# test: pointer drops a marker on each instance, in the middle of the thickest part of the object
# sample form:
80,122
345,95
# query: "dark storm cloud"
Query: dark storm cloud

• _GIVEN TASK_
Copy the records above line for line, keeping every character and blank line unchanged.

• _CORRECT RESPONSE_
# test: pointer drops a marker on each instance, in the middle of the thickest part of the object
# sample form:
80,122
345,95
# query: "dark storm cloud"
Query: dark storm cloud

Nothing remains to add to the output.